源文档 ->
------------------------------------------------------------
特征列可以视为原始数据与Estimator之间的桥梁。比如,在Iris的DNNClassifier分类的示例中,特征列通过tf.feature_column.numeric_column
创建。DNN等Estimator需要使用数值进行运算,但现实中的特征列并不完全是数值类型。
要创建特征列,需要使用tf.feature_column
Numberic column
在Iris分类中即是调用numeric_column
# Defaults to a tf.float32 scalar.
numeric_feature_column = tf.feature_column.numeric_column(key="SepalLength")
设置dtype
# Represent a tf.float64 scalar.
numeric_feature_column = tf.feature_column.numeric_column(key="SepalLength",
dtype=tf.float64)
修改shape
# Represent a 10-element vector in which each cell contains a tf.float32.
vector_feature_column = tf.feature_column.numeric_column(key="Bowling",
shape=10)
# Represent a 10x5 matrix in which each cell contains a tf.float32.
matrix_feature_column = tf.feature_column.numeric_column(key="MyMatrix",
shape=[10,5])
Bucketized column
有时,你可能不想将值直接用于model,而是将其分为几类。比如,将房子的构建日期分类
而bucket的表示如下:
上面将一个单独的数值,分为4个元素的向量。此时,模型可以通过4个独立的权重学习,而不再仅仅是一个。
# First, convert the raw input to a numeric column.
numeric_feature_column = tf.feature_column.numeric_column("Year")
# Then, bucketize the numeric column on the years 1960, 1980, and 2000.
bucketized_feature_column = tf.feature_column.bucketized_column(
source_column = numeric_feature_column,
boundaries = [1960, 1980, 2000])
Categorical identity column
Categorical identity columns可以视为特殊的bucketized columns。
注意,这是一个one-hot encoding,而不是binary numerical encoding。
# Create categorical output for an integer feature named "my_feature_b",
# The values of my_feature_b must be >= 0 and < num_buckets
identity_feature_column = tf.feature_column.categorical_column_with_identity(
key='my_feature_b',
num_buckets=4) # Values [0, 4)
------------------------------------------------------------
上方讲解TensorFlow特征列的源文档到此为止,请从其最后一行之后接着续写。
------------------------------------------------------------
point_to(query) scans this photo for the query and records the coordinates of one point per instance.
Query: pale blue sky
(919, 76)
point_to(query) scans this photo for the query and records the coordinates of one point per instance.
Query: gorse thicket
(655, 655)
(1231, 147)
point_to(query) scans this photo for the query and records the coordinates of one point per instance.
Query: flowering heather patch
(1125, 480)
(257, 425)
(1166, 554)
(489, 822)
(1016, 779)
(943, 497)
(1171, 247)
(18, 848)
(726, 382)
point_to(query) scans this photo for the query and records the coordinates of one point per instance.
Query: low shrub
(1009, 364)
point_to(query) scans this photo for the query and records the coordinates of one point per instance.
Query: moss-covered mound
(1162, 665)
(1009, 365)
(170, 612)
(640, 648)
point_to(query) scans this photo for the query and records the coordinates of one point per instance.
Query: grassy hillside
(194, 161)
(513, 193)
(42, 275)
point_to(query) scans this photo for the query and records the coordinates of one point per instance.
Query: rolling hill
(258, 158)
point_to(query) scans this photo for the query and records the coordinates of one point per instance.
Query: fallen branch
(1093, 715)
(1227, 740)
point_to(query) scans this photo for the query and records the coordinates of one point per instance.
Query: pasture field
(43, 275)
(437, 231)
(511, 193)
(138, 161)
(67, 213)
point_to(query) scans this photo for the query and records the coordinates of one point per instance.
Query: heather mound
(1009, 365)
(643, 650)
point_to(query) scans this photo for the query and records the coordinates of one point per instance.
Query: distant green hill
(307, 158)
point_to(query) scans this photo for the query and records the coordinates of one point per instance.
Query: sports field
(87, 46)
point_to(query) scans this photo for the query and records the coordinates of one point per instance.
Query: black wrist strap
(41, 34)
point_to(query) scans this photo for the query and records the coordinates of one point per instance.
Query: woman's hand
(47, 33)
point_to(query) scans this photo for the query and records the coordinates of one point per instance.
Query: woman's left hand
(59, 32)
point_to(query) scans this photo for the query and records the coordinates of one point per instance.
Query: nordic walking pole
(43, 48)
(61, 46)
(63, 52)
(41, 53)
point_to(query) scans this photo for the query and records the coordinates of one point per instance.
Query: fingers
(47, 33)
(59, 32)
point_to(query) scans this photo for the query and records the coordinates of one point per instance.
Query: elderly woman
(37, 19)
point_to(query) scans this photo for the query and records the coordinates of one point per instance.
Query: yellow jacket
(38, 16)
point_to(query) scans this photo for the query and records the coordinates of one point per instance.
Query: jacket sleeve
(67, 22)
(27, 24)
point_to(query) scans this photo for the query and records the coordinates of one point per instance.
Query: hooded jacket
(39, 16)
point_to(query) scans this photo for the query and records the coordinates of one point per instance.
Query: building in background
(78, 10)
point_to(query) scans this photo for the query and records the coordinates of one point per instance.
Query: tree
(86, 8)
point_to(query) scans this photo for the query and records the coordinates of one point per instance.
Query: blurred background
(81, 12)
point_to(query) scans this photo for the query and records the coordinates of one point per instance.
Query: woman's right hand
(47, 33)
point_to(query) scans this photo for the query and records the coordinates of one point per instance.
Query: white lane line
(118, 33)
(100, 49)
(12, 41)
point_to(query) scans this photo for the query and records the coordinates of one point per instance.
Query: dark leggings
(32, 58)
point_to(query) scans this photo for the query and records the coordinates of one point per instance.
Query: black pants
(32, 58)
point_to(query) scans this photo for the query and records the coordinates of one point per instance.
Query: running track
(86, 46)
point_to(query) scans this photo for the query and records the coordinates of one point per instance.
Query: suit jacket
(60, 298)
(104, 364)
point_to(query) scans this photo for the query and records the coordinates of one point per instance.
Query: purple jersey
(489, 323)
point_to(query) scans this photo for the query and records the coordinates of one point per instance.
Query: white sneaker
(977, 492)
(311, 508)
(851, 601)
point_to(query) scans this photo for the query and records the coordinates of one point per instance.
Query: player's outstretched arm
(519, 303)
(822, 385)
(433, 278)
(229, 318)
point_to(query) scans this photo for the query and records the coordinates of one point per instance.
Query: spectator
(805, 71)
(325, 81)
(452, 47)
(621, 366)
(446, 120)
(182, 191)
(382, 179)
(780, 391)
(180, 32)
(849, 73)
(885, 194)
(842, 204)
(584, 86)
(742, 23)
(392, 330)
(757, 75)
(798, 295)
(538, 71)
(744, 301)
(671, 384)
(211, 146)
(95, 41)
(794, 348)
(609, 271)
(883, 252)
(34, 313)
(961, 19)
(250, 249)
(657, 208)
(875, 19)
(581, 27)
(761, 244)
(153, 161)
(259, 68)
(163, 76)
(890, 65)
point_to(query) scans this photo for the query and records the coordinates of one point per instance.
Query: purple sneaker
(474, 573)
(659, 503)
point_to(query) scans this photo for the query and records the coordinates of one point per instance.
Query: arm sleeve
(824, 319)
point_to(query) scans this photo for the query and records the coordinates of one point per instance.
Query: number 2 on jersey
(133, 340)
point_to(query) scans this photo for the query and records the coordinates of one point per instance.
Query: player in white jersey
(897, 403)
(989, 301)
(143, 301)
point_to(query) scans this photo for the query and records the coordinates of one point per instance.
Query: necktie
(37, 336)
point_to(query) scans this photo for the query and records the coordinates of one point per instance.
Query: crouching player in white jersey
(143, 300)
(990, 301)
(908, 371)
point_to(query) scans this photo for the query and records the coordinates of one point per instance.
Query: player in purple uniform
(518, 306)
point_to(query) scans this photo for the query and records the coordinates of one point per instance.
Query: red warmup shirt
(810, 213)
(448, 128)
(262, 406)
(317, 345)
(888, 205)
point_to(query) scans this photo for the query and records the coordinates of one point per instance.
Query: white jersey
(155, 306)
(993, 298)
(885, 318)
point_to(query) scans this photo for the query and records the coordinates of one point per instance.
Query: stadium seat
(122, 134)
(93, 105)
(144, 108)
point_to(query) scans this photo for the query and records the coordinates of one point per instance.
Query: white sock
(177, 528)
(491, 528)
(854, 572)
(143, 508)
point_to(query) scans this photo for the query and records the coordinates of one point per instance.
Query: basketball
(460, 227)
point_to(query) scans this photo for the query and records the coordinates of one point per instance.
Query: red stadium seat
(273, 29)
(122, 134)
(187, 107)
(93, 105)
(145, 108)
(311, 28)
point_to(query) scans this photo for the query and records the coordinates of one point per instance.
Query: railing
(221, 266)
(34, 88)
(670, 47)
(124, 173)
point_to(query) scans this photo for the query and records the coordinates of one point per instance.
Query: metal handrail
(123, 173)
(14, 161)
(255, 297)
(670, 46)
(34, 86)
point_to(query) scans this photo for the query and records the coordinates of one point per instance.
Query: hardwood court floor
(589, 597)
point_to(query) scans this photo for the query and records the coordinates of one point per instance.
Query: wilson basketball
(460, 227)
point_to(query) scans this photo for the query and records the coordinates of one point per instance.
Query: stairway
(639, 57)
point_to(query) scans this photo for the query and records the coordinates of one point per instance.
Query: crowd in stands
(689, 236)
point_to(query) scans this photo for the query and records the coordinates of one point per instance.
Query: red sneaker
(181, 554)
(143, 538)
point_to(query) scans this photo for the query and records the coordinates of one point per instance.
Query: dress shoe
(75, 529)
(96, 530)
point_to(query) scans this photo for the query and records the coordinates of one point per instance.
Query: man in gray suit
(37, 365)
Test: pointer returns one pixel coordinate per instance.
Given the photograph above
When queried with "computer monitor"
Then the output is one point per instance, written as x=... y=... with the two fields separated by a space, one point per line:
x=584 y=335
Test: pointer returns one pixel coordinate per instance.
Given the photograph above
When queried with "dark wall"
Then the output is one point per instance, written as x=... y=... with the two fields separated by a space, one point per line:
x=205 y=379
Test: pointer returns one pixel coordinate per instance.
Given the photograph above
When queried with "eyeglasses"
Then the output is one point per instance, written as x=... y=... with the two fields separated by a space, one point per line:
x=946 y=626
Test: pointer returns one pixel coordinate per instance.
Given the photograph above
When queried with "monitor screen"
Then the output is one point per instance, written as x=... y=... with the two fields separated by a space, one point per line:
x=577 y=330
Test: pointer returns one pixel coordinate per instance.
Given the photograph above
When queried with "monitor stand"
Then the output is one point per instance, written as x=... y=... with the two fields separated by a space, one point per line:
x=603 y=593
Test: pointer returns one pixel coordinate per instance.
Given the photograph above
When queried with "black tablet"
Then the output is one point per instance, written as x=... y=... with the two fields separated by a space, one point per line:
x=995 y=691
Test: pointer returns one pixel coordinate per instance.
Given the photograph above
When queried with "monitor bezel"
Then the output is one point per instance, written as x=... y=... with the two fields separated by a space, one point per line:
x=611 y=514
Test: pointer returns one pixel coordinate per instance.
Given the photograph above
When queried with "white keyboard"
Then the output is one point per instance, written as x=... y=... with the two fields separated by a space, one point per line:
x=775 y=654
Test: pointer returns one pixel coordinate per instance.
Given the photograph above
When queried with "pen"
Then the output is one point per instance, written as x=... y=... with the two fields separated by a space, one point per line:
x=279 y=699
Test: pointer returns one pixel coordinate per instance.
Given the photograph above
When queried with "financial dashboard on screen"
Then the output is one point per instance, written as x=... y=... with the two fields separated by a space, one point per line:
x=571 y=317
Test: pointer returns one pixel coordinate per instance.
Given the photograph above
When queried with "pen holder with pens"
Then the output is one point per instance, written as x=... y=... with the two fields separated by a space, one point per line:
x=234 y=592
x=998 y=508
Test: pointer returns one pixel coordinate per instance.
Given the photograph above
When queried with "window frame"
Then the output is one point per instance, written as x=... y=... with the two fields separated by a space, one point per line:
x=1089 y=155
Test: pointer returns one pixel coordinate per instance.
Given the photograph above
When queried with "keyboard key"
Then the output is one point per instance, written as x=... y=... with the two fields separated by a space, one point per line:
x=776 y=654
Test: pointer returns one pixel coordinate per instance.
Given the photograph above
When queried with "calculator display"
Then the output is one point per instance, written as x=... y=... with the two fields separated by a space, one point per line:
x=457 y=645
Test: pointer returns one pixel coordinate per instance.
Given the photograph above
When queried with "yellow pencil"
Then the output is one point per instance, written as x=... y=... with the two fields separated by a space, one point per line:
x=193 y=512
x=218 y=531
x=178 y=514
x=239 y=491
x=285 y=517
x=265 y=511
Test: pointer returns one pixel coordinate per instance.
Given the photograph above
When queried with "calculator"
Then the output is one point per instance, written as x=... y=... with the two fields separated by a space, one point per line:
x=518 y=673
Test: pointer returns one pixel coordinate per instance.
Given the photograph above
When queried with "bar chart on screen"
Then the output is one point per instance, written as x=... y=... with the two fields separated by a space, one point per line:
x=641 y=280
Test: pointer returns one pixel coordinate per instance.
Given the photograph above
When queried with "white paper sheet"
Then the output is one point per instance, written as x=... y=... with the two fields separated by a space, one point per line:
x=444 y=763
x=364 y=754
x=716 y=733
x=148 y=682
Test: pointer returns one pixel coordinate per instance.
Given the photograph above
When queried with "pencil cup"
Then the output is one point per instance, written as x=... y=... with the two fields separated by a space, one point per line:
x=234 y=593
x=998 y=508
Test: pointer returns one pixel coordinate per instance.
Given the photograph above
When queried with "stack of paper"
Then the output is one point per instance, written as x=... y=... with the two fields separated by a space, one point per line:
------------------------------------------------------------
本题结果 ->
# In order for the preceding call to work, the input_fn() must return
# a dictionary containing 'my_feature_b' as a key. Furthermore, the values
# assigned to 'my_feature_b' must belong to the set [0, 4).
def input_fn():
...
return ({ 'my_feature_a':[7, 9, 5, 2], 'my_feature_b':[3, 1, 2, 2] },
[Label_values])
Categorical vocabulary column
对于strings,我们必须将其转换为numeric或categorical values
vocabulary_feature_column =
tf.feature_column.categorical_column_with_vocabulary_list(
key="a feature returned by input_fn()",
vocabulary_list=["kitchenware", "electronics", "sports"])
当字典值很多时,可以使用
vocabulary_feature_column =
tf.feature_column.categorical_column_with_vocabulary_file(
key="a feature returned by input_fn()",
vocabulary_file="product_class.txt",
vocabulary_size=3)
而product_class.txt内容为
kitchenware
electronics
sports
Hashed Columns
hashed_feature_column =
tf.feature_column.categorical_column_with_hash_bucket(
key = "some_feature",
hash_buckets_size = 100)
Crossed column
将多个特征合并为单个特征,从而让model可以对不同feature集合进行学习。
我们知道,城市中土地价格与其位置相关,但表示位置的经度和维度,当单独与价格关联时,并没有用处。
def make_dataset(latitude, longitude, labels):
assert latitude.shape == longitude.shape == labels.shape
features = {'latitude': latitude.flatten(),
'longitude': longitude.flatten()}
labels=labels.flatten()
return tf.data.Dataset.from_tensor_slices((features, labels))
# Bucketize the latitude and longitude usig the `edges`
latitude_bucket_fc = tf.feature_column.bucketized_column(
tf.feature_column.numeric_column('latitude'),
list(atlanta.latitude.edges))
longitude_bucket_fc = tf.feature_column.bucketized_column(
tf.feature_column.numeric_column('longitude'),
list(atlanta.longitude.edges))
# Cross the bucketized columns, using 5000 hash bins.
crossed_lat_lon_fc = tf.feature_column.crossed_column(
[latitude_bucket_fc, longitude_bucket_fc], 5000)
fc = [
latitude_bucket_fc,
longitude_bucket_fc,
crossed_lat_lon_fc]
# Build and train the Estimator.
est = tf.estimator.LinearRegressor(fc, ...)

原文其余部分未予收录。